- [WHAT YOU ARE ASKED TO DO]:
Switch "Target" to "Label" throughout the data below and reproduce it otherwise unchanged, omitting the pictures from your answer.

- [DATA TO USE]:

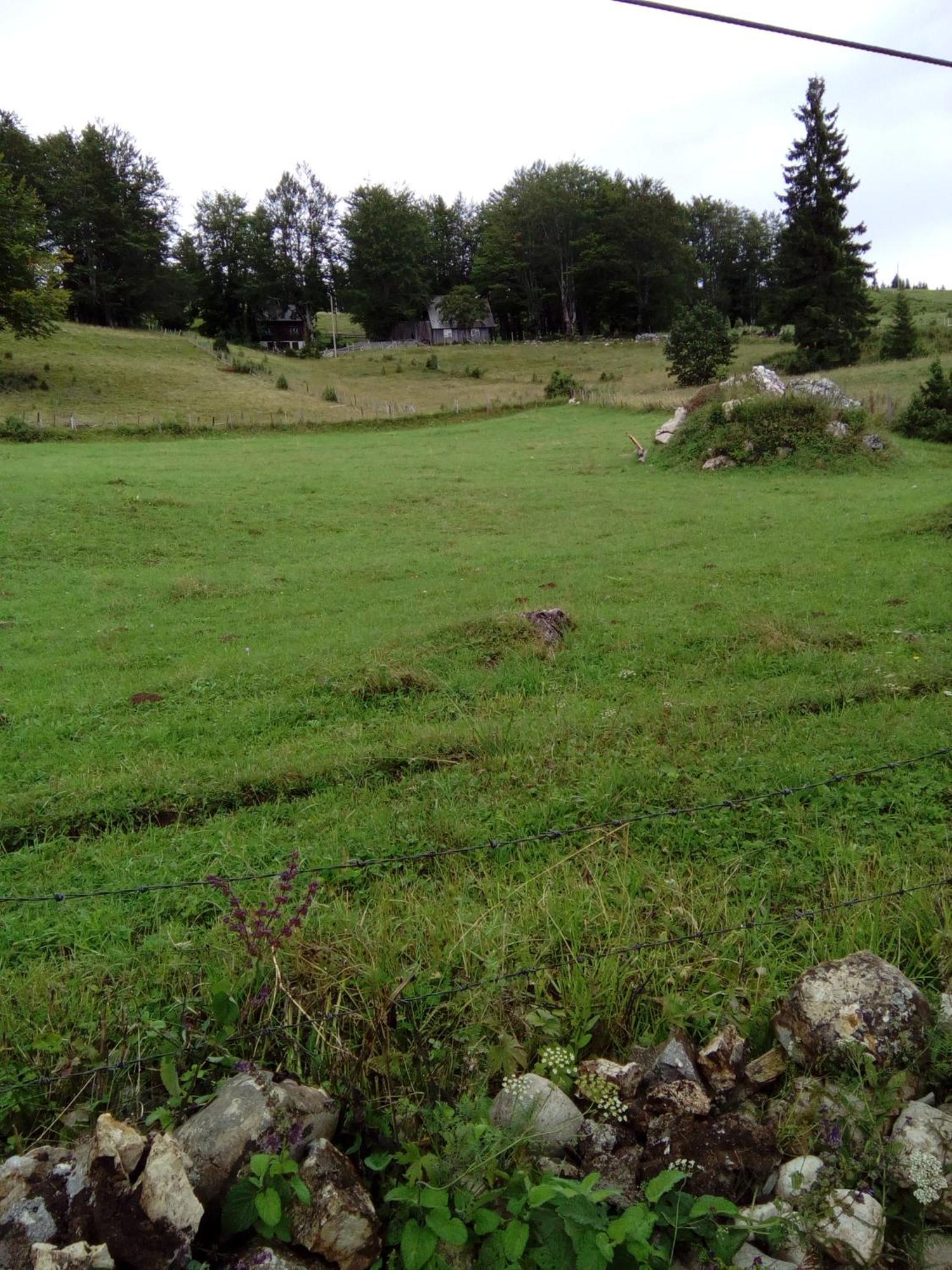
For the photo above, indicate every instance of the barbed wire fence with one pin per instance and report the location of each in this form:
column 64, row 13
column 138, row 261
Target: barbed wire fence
column 411, row 1001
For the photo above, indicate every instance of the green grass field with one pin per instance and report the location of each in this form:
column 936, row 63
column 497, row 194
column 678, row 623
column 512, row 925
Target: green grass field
column 333, row 627
column 136, row 378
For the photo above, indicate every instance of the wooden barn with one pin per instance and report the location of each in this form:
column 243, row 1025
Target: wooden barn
column 433, row 330
column 282, row 328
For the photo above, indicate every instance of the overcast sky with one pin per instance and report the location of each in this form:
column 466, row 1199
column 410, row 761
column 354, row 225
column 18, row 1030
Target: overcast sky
column 455, row 96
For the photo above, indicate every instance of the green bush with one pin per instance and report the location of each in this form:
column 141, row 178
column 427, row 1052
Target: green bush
column 767, row 430
column 18, row 430
column 930, row 413
column 562, row 384
column 701, row 345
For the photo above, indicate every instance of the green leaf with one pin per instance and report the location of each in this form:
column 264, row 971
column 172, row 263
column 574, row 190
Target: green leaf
column 486, row 1221
column 435, row 1197
column 268, row 1206
column 661, row 1186
column 417, row 1245
column 169, row 1076
column 516, row 1236
column 301, row 1192
column 238, row 1212
column 706, row 1206
column 449, row 1229
column 543, row 1194
column 637, row 1224
column 403, row 1194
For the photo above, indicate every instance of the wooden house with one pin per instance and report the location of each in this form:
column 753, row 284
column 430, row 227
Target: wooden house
column 433, row 330
column 282, row 328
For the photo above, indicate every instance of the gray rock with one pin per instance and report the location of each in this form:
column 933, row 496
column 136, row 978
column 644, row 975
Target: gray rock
column 859, row 1004
column 147, row 1215
column 798, row 1178
column 722, row 1060
column 767, row 1069
column 667, row 431
column 824, row 389
column 684, row 1098
column 922, row 1154
column 27, row 1222
column 748, row 1255
column 341, row 1225
column 247, row 1109
column 76, row 1257
column 550, row 623
column 937, row 1253
column 767, row 382
column 673, row 1061
column 539, row 1109
column 852, row 1230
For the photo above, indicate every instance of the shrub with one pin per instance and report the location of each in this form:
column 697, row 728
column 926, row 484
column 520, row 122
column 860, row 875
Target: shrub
column 701, row 346
column 562, row 384
column 930, row 413
column 18, row 430
column 769, row 430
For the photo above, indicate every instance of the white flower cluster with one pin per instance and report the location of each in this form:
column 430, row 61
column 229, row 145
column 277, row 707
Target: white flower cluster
column 517, row 1086
column 604, row 1097
column 558, row 1060
column 926, row 1172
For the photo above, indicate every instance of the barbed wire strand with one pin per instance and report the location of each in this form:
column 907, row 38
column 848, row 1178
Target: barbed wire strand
column 569, row 958
column 366, row 863
column 883, row 50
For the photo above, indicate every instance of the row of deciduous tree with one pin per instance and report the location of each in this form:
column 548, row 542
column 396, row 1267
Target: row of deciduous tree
column 562, row 250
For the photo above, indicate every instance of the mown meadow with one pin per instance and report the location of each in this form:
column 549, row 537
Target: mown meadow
column 327, row 629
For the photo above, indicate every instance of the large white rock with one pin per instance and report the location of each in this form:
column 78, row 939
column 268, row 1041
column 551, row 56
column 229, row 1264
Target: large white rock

- [RESPONSE BELOW]:
For the photo above, indicate every instance of the barbed wire fence with one pin per instance and report the location of each in this form:
column 64, row 13
column 138, row 261
Label: barbed wire fence
column 411, row 1001
For the photo above, indicate every instance of the green grass field with one pin per instance and report the location of each in this form:
column 936, row 63
column 497, row 194
column 678, row 623
column 512, row 925
Label: green grass field
column 333, row 627
column 136, row 378
For the photo above, indicate every instance of the wooden barn with one pin per instance and report the location of each in this form:
column 243, row 1025
Label: wooden barn
column 433, row 330
column 282, row 328
For the photo above, indicate every instance of the overcast sky with one pin per instance and report the location of each in this form:
column 466, row 1199
column 410, row 761
column 354, row 225
column 18, row 1030
Label: overcast sky
column 455, row 96
For the photo above, indicate every instance of the green bush with one pin per instance and report the location of each in this form:
column 141, row 178
column 427, row 1052
Label: green bush
column 767, row 430
column 18, row 430
column 930, row 413
column 562, row 384
column 701, row 345
For the photo above, indicate every instance of the green leaf with one pin per instance and report the location of each in this form:
column 264, row 971
column 172, row 263
column 574, row 190
Label: green leaf
column 486, row 1221
column 435, row 1197
column 268, row 1206
column 661, row 1186
column 417, row 1245
column 169, row 1076
column 516, row 1236
column 301, row 1192
column 238, row 1212
column 706, row 1206
column 449, row 1229
column 543, row 1194
column 637, row 1224
column 403, row 1194
For the photo above, indicate every instance of the wooden house with one pin per instance and report the location of each in this form:
column 753, row 284
column 430, row 227
Label: wooden house
column 433, row 330
column 282, row 328
For the photo above, indicate every instance of the gray rock with one pin per instance and report the location of each in this form:
column 933, row 496
column 136, row 978
column 644, row 975
Label: gray rock
column 859, row 1004
column 147, row 1215
column 798, row 1178
column 722, row 1060
column 767, row 1069
column 667, row 431
column 824, row 389
column 684, row 1098
column 922, row 1154
column 27, row 1222
column 748, row 1255
column 341, row 1225
column 247, row 1109
column 76, row 1257
column 550, row 623
column 937, row 1253
column 767, row 382
column 673, row 1061
column 539, row 1109
column 852, row 1230
For the photo above, indicate every instance of the shrub with one pin per instance and report the location of each in this form:
column 697, row 728
column 926, row 484
column 520, row 122
column 860, row 875
Label: shrub
column 701, row 346
column 562, row 384
column 930, row 413
column 18, row 430
column 769, row 430
For the photo above, indicate every instance of the white flower cluster with one pin per instance and report the location of each in this form:
column 430, row 61
column 229, row 145
column 277, row 707
Label: white flower cluster
column 517, row 1086
column 604, row 1097
column 558, row 1060
column 926, row 1172
For the photo above, indicate every instance of the barbed wire strand with one pin per instance and report the location of each in this form:
column 907, row 38
column 848, row 1178
Label: barbed wire strand
column 569, row 958
column 366, row 863
column 883, row 50
For the photo above, indicate every instance of the row of deciduous tree with one pin per instance and report the location of each in this form:
column 548, row 542
column 396, row 1267
Label: row of deciduous tree
column 562, row 250
For the photo above, indicate every instance of the mown meadow with one pin per instance and report the location of each in this form:
column 549, row 537
Label: mown meadow
column 327, row 629
For the photo above, indicate every instance of the large white rock with one pin per instance and report the location of each in this form:
column 78, row 939
column 268, row 1041
column 551, row 56
column 229, row 1264
Label: large white rock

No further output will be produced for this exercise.